## [Exercise instructions]
From the entries below, list each line with "ridge".

Stored data entries:
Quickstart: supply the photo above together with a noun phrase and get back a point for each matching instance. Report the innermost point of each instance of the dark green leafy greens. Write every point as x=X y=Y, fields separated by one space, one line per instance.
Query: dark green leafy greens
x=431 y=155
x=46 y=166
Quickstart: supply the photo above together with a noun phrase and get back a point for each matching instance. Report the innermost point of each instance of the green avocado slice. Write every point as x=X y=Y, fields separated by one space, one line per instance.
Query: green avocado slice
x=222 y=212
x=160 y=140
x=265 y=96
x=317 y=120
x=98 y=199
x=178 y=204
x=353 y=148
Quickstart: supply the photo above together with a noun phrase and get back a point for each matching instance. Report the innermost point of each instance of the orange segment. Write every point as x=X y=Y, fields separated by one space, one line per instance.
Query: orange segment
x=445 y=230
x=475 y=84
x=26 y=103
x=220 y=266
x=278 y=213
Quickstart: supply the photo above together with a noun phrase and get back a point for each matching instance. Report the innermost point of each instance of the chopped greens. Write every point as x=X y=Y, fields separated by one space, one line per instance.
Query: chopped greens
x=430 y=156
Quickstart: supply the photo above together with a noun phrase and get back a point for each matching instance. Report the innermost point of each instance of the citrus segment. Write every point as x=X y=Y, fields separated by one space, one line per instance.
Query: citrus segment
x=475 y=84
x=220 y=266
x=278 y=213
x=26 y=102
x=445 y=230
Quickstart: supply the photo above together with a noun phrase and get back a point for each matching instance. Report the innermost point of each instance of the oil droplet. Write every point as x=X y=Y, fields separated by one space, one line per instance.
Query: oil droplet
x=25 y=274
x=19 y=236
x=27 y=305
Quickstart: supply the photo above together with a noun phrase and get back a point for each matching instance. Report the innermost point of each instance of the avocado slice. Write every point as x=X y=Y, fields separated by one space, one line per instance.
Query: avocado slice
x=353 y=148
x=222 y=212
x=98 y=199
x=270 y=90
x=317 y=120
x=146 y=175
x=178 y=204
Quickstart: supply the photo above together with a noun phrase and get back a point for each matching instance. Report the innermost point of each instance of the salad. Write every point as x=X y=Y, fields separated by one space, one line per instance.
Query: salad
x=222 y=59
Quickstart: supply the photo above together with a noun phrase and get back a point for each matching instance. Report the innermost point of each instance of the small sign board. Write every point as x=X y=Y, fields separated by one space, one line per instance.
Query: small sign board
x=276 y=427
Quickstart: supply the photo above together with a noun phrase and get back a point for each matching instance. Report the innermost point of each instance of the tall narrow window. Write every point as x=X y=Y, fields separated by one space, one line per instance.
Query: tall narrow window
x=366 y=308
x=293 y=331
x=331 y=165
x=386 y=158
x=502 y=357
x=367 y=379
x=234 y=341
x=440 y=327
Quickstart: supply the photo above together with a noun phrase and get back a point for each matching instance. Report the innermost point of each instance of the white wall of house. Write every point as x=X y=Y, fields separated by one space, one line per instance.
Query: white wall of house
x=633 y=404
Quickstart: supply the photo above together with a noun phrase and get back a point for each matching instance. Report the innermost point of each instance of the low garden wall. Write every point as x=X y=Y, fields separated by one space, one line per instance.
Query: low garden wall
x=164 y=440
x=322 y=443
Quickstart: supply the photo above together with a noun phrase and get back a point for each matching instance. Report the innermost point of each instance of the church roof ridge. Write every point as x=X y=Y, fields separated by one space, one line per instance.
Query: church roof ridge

## [Solution]
Quickstart: supply the photo above together with a noun phrase and get back a point for each matching instance. Report the innermost point of each instance of the church roof ridge. Write every point as x=X y=Y, fields separated by one space, one line per instance.
Query: church roof ridge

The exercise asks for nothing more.